Referring expression pointing data
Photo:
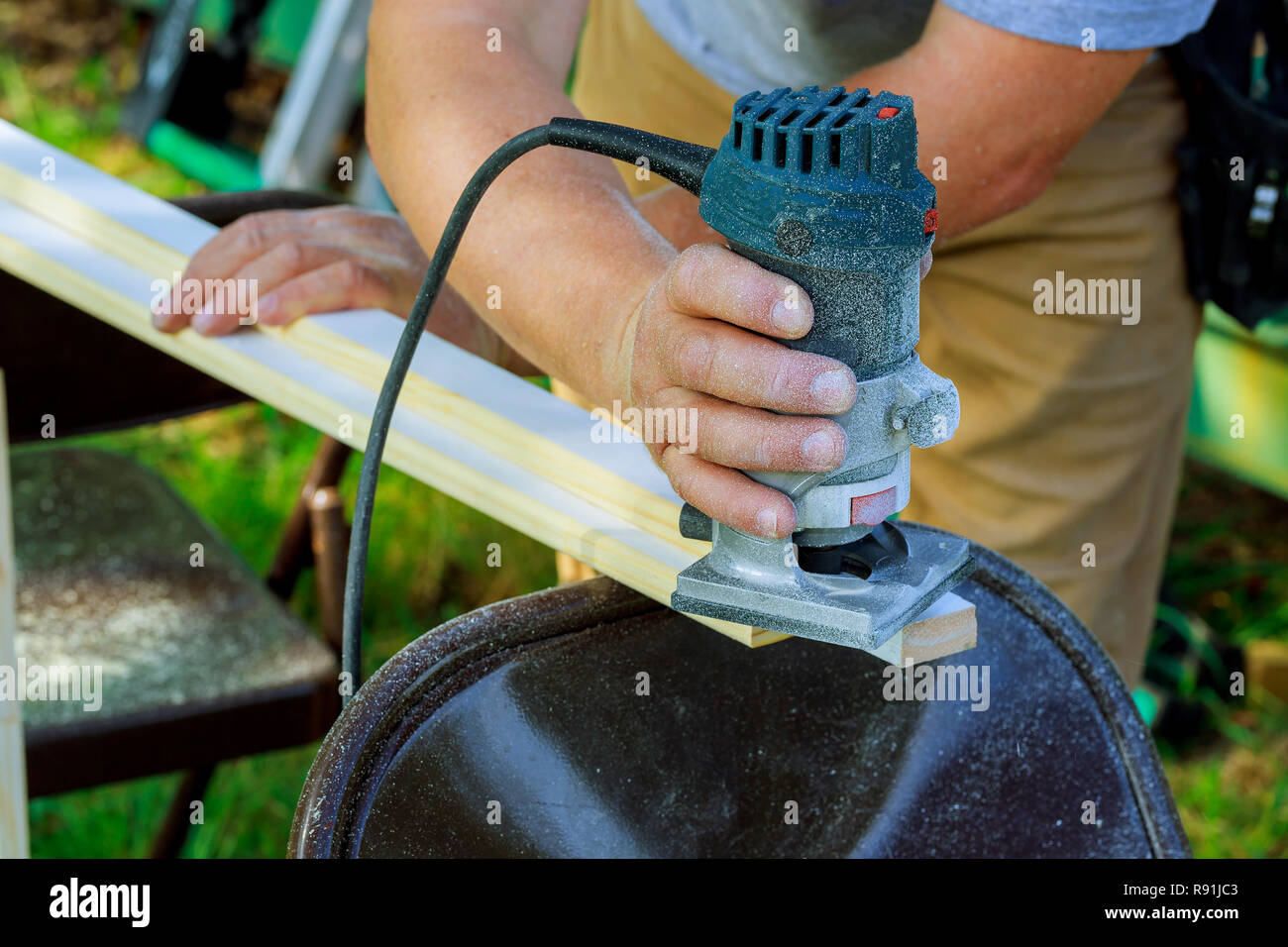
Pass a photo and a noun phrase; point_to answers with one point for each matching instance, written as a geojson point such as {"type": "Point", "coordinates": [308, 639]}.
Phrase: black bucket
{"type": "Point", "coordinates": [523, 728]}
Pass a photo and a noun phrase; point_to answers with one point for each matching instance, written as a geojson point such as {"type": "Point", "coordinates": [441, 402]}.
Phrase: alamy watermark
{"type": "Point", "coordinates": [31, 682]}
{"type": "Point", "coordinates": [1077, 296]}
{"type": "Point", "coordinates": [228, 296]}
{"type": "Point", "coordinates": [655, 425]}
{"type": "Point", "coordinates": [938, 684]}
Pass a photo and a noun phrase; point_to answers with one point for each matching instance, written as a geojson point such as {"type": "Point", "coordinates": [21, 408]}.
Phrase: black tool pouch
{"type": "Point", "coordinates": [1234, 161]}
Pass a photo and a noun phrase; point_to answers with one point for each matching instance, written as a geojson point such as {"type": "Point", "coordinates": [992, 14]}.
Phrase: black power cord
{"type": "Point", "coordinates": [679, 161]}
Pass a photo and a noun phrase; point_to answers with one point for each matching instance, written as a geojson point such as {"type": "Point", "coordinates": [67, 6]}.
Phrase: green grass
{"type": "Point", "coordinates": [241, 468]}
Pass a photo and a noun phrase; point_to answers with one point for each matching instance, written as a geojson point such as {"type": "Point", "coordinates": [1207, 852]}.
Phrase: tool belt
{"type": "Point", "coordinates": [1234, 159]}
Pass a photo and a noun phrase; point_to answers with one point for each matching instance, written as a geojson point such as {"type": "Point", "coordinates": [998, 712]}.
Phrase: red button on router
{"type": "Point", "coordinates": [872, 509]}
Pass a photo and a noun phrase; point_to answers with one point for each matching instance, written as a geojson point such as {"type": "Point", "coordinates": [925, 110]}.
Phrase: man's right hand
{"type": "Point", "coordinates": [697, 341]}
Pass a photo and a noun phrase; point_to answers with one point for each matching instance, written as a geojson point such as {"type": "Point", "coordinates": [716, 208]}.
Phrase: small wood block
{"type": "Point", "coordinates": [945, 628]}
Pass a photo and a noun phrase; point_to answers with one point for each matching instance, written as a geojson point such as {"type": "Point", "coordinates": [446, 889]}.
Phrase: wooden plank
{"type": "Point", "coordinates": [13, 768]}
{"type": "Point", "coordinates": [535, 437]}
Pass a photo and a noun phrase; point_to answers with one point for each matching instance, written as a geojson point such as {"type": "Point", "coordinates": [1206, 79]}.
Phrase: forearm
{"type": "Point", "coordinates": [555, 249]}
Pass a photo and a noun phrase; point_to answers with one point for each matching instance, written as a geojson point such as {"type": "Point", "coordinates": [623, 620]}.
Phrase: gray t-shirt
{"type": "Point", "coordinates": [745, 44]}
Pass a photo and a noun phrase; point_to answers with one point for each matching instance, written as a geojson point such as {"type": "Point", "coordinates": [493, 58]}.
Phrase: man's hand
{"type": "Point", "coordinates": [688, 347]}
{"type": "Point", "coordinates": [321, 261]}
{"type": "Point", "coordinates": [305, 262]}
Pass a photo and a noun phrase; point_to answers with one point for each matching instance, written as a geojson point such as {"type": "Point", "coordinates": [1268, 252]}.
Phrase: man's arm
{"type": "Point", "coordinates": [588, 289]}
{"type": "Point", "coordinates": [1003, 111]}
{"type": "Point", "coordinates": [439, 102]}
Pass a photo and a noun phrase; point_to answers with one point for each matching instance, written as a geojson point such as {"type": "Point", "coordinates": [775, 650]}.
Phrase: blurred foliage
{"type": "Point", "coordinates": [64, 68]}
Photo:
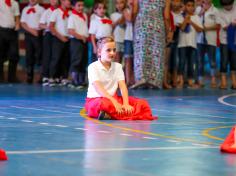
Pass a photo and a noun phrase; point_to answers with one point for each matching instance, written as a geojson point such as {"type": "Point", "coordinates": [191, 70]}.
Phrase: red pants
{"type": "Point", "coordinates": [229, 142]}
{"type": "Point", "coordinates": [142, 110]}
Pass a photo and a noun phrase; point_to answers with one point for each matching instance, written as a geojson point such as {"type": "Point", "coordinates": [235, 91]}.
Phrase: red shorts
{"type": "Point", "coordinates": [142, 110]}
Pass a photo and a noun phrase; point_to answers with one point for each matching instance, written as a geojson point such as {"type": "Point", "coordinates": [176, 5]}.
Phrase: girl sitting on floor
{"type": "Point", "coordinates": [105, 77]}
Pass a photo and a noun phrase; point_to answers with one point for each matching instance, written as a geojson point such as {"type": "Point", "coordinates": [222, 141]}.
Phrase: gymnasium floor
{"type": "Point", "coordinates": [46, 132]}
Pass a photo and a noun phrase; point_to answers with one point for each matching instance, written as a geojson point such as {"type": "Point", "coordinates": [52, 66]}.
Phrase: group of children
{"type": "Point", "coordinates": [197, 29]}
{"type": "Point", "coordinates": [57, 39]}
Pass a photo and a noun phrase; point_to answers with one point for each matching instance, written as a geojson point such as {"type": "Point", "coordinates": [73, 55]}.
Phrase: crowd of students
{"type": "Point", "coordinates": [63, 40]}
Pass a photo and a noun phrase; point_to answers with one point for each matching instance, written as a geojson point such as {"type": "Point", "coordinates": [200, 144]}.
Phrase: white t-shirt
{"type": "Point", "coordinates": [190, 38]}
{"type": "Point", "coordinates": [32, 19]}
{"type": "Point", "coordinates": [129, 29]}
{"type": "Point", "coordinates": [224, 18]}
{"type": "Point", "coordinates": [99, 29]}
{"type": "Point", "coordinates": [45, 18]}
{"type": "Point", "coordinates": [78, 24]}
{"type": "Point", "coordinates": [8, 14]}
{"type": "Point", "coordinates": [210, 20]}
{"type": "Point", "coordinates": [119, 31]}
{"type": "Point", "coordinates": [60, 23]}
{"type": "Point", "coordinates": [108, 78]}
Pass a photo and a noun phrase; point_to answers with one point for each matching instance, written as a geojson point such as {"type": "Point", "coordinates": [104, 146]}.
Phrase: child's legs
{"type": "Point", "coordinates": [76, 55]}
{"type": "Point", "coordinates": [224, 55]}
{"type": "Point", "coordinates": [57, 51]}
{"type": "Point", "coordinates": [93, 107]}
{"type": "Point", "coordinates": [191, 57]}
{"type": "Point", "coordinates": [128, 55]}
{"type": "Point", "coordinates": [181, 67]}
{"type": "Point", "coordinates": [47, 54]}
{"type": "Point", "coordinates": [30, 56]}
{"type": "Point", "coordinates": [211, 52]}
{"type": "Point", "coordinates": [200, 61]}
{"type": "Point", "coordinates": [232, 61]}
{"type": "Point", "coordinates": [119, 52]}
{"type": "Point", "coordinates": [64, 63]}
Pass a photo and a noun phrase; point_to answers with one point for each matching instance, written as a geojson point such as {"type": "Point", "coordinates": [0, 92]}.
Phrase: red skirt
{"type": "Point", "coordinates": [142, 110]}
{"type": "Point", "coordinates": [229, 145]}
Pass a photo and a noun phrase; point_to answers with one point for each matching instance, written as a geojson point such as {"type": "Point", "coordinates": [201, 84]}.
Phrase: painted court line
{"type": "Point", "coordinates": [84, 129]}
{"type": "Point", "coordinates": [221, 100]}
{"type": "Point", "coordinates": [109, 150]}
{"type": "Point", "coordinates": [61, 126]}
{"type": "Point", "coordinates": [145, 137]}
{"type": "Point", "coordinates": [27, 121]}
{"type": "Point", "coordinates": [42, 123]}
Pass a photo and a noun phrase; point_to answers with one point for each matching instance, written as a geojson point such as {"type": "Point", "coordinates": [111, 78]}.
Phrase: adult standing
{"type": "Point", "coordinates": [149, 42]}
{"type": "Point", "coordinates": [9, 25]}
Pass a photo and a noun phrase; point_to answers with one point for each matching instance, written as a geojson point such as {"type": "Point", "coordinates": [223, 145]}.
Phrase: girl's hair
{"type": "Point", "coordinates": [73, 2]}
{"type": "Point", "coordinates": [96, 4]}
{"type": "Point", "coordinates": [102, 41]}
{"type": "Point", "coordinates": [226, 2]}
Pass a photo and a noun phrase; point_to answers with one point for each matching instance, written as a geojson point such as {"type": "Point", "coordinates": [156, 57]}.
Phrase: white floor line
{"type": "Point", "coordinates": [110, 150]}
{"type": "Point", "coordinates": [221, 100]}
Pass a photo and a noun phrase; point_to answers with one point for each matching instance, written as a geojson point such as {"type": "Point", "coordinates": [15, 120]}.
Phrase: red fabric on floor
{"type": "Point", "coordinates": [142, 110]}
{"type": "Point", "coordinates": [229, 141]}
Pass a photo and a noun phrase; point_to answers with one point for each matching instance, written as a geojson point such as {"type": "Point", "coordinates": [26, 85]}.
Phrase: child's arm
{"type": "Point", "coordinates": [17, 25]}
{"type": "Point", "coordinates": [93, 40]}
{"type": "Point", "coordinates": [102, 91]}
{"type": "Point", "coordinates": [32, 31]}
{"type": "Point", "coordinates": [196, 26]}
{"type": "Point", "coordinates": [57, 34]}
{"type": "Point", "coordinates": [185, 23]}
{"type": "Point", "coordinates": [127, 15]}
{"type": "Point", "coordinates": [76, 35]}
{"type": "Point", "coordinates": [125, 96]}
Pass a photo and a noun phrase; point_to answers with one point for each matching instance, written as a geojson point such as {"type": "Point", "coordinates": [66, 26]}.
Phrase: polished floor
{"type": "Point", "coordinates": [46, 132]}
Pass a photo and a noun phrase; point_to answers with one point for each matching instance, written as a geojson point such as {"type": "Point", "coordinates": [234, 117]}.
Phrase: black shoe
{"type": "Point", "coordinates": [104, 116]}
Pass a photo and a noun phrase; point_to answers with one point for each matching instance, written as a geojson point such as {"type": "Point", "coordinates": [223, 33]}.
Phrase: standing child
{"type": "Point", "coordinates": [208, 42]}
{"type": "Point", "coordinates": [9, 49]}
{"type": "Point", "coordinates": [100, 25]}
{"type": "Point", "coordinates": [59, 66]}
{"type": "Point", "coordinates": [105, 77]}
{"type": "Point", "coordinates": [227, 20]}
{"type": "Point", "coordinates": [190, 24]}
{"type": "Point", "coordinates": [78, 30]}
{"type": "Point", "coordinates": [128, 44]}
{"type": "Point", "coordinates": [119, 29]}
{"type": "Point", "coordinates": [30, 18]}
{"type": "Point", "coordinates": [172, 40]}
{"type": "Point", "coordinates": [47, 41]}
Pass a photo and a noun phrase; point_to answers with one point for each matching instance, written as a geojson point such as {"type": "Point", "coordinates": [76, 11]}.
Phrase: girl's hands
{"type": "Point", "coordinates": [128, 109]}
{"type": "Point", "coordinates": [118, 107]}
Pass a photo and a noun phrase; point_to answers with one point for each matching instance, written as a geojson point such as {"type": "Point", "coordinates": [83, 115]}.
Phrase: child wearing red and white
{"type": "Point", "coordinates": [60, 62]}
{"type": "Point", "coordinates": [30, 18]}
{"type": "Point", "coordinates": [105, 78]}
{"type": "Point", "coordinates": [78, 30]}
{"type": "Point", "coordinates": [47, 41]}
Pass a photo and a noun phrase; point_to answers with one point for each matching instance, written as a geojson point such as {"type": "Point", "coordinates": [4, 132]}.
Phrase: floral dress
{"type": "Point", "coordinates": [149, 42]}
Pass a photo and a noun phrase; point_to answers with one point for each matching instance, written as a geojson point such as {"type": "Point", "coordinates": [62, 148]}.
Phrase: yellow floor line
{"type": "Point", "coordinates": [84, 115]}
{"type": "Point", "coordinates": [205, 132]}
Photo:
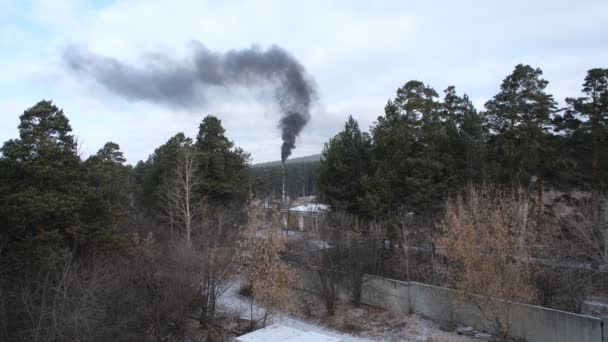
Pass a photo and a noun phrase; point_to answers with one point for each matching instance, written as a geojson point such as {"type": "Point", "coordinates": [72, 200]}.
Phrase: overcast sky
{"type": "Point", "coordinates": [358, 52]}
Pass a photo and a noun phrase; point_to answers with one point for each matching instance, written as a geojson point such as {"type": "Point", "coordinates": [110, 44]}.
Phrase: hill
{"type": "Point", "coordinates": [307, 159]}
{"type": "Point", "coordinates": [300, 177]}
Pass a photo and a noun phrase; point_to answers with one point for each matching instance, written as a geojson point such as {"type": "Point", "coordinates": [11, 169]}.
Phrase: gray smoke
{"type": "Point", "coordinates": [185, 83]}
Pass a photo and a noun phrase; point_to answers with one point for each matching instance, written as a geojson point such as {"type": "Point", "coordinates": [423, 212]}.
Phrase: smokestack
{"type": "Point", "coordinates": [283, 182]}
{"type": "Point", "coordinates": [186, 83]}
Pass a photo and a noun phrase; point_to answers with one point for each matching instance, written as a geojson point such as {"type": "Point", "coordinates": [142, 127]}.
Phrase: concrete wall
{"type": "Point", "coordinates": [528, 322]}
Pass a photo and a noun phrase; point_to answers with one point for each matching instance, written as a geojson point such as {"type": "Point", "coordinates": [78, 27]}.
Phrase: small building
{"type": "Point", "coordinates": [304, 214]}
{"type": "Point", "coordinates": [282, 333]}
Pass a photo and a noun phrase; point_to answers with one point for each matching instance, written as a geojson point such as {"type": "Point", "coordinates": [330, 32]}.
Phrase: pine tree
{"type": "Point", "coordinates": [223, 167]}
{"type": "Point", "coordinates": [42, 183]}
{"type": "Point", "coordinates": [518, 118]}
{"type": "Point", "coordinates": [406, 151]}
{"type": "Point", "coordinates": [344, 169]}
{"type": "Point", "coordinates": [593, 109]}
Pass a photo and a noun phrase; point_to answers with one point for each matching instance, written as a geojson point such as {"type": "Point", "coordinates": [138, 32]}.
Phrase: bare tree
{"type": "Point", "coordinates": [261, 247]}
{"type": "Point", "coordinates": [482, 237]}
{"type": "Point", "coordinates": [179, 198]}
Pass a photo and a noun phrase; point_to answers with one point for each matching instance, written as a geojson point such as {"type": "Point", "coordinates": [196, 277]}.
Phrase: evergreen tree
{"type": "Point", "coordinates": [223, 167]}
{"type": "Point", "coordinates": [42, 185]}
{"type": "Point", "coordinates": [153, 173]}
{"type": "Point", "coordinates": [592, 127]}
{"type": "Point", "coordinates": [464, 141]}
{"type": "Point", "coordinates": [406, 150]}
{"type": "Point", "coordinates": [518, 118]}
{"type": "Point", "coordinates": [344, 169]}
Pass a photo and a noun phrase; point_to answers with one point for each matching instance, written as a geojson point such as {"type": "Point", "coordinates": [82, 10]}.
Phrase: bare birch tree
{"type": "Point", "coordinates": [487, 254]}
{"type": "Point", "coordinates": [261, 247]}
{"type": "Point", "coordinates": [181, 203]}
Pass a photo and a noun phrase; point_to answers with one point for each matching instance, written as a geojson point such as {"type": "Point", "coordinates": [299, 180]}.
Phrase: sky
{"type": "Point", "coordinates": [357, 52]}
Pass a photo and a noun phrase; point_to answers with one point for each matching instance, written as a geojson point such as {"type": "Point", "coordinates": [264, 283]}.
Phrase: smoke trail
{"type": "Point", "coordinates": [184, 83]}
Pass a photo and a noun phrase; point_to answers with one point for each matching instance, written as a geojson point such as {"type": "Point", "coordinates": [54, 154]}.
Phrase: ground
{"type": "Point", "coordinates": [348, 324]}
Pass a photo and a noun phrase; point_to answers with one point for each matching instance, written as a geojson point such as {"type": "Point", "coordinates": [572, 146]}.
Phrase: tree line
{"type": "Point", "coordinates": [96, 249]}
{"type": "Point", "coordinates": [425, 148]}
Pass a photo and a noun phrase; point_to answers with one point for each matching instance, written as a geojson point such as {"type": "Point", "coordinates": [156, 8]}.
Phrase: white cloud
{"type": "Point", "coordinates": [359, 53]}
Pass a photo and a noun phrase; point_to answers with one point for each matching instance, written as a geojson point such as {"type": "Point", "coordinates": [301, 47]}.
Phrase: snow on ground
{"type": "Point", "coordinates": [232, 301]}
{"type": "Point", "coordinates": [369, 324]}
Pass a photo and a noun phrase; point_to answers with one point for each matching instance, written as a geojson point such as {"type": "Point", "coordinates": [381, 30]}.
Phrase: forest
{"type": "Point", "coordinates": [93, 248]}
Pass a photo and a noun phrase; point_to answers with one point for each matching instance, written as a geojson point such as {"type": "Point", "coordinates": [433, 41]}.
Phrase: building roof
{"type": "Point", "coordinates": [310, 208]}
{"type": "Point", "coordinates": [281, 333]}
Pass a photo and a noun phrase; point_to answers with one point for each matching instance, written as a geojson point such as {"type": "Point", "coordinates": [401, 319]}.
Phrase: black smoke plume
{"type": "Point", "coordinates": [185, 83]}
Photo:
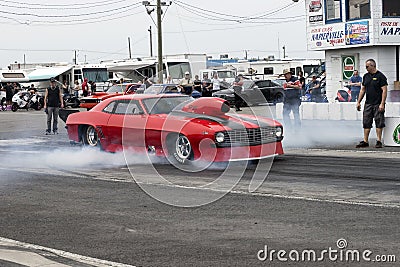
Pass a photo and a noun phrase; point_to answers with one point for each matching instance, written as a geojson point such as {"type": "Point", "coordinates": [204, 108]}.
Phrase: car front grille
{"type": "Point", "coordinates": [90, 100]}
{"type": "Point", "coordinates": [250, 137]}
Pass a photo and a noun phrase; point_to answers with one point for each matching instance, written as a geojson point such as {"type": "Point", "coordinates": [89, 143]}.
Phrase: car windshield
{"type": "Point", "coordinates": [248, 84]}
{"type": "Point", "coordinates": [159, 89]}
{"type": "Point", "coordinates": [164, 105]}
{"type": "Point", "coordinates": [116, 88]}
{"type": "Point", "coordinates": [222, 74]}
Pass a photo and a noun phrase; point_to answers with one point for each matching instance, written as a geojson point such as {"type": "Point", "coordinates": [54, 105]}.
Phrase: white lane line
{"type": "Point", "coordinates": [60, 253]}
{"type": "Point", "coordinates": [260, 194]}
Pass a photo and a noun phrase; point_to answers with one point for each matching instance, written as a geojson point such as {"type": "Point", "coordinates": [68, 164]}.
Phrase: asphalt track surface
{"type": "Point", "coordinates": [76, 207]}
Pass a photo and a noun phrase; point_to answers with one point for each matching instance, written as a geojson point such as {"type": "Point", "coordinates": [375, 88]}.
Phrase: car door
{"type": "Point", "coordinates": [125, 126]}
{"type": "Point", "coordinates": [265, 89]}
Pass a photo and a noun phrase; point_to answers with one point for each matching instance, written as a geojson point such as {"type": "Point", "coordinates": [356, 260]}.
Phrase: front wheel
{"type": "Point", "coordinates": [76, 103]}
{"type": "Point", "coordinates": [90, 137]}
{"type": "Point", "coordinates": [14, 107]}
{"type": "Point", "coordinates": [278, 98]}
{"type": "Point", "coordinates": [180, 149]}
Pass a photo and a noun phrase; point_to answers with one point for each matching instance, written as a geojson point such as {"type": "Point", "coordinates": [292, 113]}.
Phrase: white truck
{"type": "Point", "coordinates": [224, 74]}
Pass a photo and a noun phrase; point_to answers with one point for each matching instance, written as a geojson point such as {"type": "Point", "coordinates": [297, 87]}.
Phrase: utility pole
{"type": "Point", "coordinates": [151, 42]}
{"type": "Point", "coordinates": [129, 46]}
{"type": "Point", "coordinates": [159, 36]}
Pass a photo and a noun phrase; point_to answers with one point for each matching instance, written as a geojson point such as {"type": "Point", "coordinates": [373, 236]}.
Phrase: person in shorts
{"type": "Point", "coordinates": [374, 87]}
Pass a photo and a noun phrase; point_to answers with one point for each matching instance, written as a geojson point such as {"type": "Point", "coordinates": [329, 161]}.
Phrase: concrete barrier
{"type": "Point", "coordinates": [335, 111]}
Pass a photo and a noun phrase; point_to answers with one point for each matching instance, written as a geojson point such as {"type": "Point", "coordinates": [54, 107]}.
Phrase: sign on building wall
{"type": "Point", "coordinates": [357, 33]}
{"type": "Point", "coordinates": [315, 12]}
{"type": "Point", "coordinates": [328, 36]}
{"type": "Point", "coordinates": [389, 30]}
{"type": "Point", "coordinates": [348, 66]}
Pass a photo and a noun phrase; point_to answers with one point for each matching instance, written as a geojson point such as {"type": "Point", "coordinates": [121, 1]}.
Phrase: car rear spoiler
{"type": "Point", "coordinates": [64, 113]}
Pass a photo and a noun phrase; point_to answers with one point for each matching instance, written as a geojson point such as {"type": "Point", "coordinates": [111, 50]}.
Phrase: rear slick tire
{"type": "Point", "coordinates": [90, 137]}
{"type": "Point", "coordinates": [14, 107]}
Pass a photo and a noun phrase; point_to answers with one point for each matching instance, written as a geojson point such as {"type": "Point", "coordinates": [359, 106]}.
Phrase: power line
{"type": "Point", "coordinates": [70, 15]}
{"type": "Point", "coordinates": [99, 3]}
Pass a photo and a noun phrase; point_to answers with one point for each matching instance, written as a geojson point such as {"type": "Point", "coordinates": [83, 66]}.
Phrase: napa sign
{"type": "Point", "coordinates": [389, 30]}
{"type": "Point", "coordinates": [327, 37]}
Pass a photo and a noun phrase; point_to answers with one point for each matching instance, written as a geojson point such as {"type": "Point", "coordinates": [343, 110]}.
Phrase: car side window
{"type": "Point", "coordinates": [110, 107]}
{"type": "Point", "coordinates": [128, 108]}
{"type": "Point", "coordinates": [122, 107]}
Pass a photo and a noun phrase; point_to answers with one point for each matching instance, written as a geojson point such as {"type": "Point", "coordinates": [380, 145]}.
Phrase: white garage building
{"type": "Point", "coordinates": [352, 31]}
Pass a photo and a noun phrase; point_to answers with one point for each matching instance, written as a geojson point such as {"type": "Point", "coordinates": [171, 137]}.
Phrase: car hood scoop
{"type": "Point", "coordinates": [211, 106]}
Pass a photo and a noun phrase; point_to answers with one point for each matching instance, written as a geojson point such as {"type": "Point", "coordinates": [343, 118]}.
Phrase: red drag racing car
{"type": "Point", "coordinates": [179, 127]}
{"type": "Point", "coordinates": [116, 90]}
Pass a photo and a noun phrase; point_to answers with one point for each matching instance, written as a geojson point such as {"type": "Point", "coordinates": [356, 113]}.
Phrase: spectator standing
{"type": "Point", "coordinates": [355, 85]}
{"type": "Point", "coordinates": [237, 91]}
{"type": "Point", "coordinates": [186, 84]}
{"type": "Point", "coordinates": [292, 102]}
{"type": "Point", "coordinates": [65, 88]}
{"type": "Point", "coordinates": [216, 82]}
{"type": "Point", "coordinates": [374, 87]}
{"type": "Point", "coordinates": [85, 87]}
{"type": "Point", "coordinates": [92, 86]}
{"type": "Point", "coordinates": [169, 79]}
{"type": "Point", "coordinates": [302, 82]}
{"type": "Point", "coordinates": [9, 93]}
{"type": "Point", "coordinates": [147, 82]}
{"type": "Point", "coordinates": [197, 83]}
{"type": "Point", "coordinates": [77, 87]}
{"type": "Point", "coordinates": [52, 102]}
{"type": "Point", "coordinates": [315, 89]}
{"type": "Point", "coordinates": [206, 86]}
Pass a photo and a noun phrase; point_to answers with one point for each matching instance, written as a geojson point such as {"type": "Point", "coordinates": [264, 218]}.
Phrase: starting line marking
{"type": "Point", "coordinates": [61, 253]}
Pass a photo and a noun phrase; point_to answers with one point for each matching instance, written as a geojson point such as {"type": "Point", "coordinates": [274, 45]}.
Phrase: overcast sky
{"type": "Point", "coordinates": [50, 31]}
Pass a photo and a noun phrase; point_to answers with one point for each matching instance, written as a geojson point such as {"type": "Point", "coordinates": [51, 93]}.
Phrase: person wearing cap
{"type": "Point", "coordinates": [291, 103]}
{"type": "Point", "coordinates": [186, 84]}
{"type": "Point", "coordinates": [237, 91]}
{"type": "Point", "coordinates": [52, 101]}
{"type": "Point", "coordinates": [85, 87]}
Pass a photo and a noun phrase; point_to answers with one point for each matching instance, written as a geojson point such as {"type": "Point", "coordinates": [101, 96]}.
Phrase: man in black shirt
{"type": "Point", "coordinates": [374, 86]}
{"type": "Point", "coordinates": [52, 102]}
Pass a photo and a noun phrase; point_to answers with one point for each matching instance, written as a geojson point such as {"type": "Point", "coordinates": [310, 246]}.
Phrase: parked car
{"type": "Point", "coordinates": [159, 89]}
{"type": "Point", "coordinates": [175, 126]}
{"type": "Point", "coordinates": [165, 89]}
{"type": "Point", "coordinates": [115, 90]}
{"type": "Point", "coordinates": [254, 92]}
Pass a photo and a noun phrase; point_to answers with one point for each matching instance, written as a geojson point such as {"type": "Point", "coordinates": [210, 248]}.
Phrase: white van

Exercise
Exactly the lines from the one with "Phrase: parked car" through the end of the entries, both included, should be written out, and no others.

Output for this exercise
Phrase: parked car
{"type": "Point", "coordinates": [159, 89]}
{"type": "Point", "coordinates": [175, 126]}
{"type": "Point", "coordinates": [165, 89]}
{"type": "Point", "coordinates": [115, 90]}
{"type": "Point", "coordinates": [254, 92]}
Pass a photo and a noun phrase; point_to answers with one point for each matching instance, written as a geojson point such as {"type": "Point", "coordinates": [210, 248]}.
Phrase: white van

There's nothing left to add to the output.